§ **YOUR GOAL**: Every entry in the data below needs to be repeated exactly.

──────────

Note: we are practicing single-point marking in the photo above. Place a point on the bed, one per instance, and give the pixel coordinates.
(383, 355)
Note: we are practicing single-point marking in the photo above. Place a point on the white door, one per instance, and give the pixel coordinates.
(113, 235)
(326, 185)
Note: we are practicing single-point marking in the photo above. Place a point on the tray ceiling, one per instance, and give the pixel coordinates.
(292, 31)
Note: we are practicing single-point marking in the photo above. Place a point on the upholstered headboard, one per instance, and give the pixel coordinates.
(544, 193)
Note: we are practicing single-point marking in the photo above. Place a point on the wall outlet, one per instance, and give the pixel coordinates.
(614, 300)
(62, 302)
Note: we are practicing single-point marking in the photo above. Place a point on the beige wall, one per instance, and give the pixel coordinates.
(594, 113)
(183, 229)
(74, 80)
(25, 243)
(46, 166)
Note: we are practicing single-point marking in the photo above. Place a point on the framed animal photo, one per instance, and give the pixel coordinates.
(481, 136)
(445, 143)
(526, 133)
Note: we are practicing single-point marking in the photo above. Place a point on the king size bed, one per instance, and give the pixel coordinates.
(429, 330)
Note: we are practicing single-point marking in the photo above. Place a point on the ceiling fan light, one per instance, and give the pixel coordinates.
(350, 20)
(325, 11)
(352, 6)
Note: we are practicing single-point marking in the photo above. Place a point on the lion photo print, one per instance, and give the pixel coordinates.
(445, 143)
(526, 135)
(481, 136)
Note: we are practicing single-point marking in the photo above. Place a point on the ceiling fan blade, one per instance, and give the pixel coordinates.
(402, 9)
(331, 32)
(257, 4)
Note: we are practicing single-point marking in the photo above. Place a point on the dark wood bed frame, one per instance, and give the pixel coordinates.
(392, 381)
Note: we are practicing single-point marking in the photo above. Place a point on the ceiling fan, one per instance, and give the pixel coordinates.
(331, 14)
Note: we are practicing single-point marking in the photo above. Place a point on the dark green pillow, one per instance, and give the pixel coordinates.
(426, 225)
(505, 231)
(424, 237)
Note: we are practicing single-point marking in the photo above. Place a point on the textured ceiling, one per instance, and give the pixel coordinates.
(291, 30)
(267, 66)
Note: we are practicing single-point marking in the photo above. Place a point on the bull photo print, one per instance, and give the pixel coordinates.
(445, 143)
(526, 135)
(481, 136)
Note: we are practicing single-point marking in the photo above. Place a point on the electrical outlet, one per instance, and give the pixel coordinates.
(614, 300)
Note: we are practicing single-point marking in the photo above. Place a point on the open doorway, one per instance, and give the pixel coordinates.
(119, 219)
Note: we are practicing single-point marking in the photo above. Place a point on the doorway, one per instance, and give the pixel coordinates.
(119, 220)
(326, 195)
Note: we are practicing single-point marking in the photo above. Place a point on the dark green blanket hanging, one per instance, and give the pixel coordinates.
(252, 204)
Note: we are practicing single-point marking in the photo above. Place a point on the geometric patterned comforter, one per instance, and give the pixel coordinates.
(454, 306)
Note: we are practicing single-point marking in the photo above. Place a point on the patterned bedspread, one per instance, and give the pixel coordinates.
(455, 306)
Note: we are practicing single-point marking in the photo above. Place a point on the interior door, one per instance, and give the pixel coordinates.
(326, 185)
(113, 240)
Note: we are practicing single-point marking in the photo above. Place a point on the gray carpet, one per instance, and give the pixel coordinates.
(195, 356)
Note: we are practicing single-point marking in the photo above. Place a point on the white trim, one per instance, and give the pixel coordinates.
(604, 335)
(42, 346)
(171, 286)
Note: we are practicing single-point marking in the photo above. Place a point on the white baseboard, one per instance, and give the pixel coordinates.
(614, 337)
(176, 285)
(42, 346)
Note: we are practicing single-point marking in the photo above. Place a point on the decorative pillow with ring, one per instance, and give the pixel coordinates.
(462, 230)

──────────

§ **OUTPUT FOR THIS TASK**:
Note: we are practicing single-point marking in the photo above. Place a point on the bed, one per instance, and give the pixel coordinates.
(383, 355)
Note: we are practicing single-point marking in the photo above. Place a point on the white door, one per instance, and give the pixel coordinates.
(113, 235)
(326, 185)
Note: we are practicing single-point marking in the photo above. Place a point on the tray ceiling, one per instance, and give the pixel coordinates.
(292, 31)
Note: we are practicing single-point marking in the photo above. Place a point on the upholstered headboard, one per instance, and give the pixel coordinates.
(544, 193)
Note: we are practicing single-point marking in the photo above. Place a point on the wall outlet, one per instance, and give the pixel coordinates.
(614, 300)
(62, 302)
Note: we are practicing single-point marking in the photo above. Place a point on the beige wall, one per instance, and give the pixel coordinates.
(594, 113)
(183, 229)
(74, 80)
(25, 243)
(46, 166)
Note: we are practicing single-point marking in the photo above. Place a point on the framed animal photo, one per instance, and give the pixel coordinates.
(481, 136)
(445, 143)
(526, 133)
Note: we are practicing single-point marking in the photo above. Place a point on the king size bed, one per instance, and give the pixel coordinates.
(429, 330)
Note: we are practicing single-point marking in the photo above. Place a point on the ceiling fan light, one per instance, and give the pixel coordinates.
(350, 20)
(325, 11)
(352, 6)
Note: we are practicing single-point marking in the photo above. Place a point on the lion photo print, one per instance, and give the pixel coordinates.
(445, 143)
(526, 135)
(481, 136)
Note: we are practicing single-point marking in the photo above. Place a point on the ceiling fan blade, one per instance, and give the pixel coordinates.
(402, 9)
(331, 32)
(257, 4)
Note: we are practicing single-point marking in the photo above. Place a point on the dark wood bed frame, one per instance, and give the pixel coordinates.
(392, 381)
Note: we are practicing single-point marking in the photo above. Place a point on the ceiling fan, one per instance, and give the pixel coordinates.
(331, 14)
Note: we are practicing single-point marking in the photo above. Place a point on the dark green pillow, one per instance, and give the pixel coordinates.
(426, 225)
(505, 231)
(424, 237)
Note: we are practicing single-point marking in the photo above. Place a point on the textured ceiling, one per instance, and give the pixel coordinates.
(291, 30)
(267, 66)
Note: we are practicing single-point marking in the photo above. Place a point on the bull photo print, one per instance, and give the pixel coordinates.
(445, 143)
(526, 135)
(481, 136)
Note: we are practicing single-point marking in the photo above. Place a point on the electrical outlet, one per instance, and give the pixel coordinates.
(614, 300)
Note: we are practicing single-point marking in the photo above. Place a point on the open doorway, one per instance, and give the pixel coordinates.
(119, 219)
Note: we are practicing single-point marking in the photo above. Place a point on the doorway, one per instance, and give the pixel coordinates.
(119, 220)
(326, 195)
Note: we are practicing single-point marking in the photo above. Place a point on the dark green blanket hanging, one per instance, and give the pixel coordinates.
(252, 204)
Note: we are practicing single-point marking in the photo above. Place a point on the geometric patterned comforter, one per instance, and give the pixel coordinates.
(454, 306)
Note: we are practicing single-point marking in the photo above. Place a point on the patterned bedspread, one per instance, and give the pixel coordinates.
(455, 306)
Note: we are practicing single-point marking in the photo above. Place a point on the interior door, one per instance, and give the pixel coordinates.
(326, 185)
(113, 240)
Note: we are practicing single-point marking in the photo above. Place a point on the gray carpet, one per instance, and give the pixel coordinates.
(195, 356)
Note: we are practicing single-point marking in the photo above. Place a point on the white trim, one per instance, and give the pixel coordinates.
(604, 335)
(42, 346)
(171, 286)
Note: we are practicing single-point marking in the photo above. Place a point on the white baseboard, one per instance, and give the pixel coordinates.
(614, 337)
(176, 285)
(42, 346)
Note: we are practicing single-point marking in the photo above. Place a point on the decorative pillow with ring, one per instance, and give the pixel coordinates.
(462, 230)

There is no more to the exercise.